Work item → Check each line of the records below and collect those that include the word "door".

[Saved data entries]
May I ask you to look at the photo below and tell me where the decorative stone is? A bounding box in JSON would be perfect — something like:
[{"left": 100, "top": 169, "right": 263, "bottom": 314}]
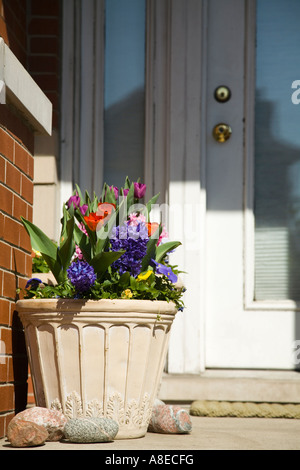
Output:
[
  {"left": 10, "top": 407, "right": 67, "bottom": 441},
  {"left": 148, "top": 400, "right": 192, "bottom": 434},
  {"left": 63, "top": 417, "right": 119, "bottom": 443},
  {"left": 7, "top": 419, "right": 48, "bottom": 448}
]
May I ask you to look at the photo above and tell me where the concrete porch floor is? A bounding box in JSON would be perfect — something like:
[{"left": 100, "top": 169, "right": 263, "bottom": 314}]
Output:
[
  {"left": 1, "top": 414, "right": 300, "bottom": 451},
  {"left": 1, "top": 369, "right": 300, "bottom": 451}
]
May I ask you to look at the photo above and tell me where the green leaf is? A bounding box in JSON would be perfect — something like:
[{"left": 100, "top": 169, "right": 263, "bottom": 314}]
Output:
[
  {"left": 123, "top": 176, "right": 131, "bottom": 189},
  {"left": 144, "top": 193, "right": 160, "bottom": 219},
  {"left": 58, "top": 213, "right": 75, "bottom": 273},
  {"left": 21, "top": 217, "right": 58, "bottom": 260},
  {"left": 90, "top": 251, "right": 124, "bottom": 279},
  {"left": 124, "top": 183, "right": 135, "bottom": 217},
  {"left": 75, "top": 184, "right": 84, "bottom": 203},
  {"left": 42, "top": 253, "right": 65, "bottom": 283},
  {"left": 119, "top": 271, "right": 130, "bottom": 288},
  {"left": 155, "top": 241, "right": 182, "bottom": 263},
  {"left": 103, "top": 185, "right": 117, "bottom": 204}
]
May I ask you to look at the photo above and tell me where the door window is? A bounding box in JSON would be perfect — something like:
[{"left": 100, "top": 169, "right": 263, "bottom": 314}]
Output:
[{"left": 254, "top": 0, "right": 300, "bottom": 300}]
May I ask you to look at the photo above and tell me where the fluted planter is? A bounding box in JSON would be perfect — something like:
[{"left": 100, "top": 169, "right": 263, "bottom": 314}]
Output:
[{"left": 16, "top": 298, "right": 177, "bottom": 439}]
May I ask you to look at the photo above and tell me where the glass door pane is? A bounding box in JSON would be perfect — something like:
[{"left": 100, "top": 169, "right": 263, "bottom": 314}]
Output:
[
  {"left": 254, "top": 0, "right": 300, "bottom": 300},
  {"left": 103, "top": 0, "right": 146, "bottom": 189}
]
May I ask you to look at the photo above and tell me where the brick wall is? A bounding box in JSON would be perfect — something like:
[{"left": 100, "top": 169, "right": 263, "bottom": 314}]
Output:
[
  {"left": 27, "top": 0, "right": 61, "bottom": 130},
  {"left": 0, "top": 0, "right": 27, "bottom": 67},
  {"left": 0, "top": 0, "right": 32, "bottom": 438},
  {"left": 0, "top": 0, "right": 59, "bottom": 437},
  {"left": 0, "top": 110, "right": 34, "bottom": 438}
]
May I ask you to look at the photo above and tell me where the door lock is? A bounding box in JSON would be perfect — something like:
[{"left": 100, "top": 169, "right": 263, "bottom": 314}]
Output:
[
  {"left": 212, "top": 123, "right": 232, "bottom": 143},
  {"left": 214, "top": 85, "right": 231, "bottom": 103}
]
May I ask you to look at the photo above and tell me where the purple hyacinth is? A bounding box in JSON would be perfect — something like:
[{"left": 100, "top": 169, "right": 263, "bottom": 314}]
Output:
[
  {"left": 110, "top": 221, "right": 148, "bottom": 276},
  {"left": 67, "top": 260, "right": 96, "bottom": 292}
]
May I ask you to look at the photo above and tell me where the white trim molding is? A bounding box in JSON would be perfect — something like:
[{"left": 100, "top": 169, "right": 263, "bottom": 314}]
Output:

Written answer →
May I ask you to look at the photo above and tell me where the door window is? A bounding box in JSON would be perfect — something like:
May I ask you to look at the photo above and tell me where the glass door pane is? A bounding box in JSON would be perfect — something like:
May I ask you to look at the photo above and tell me where the door lock is? A bounding box in JSON would be perfect — something like:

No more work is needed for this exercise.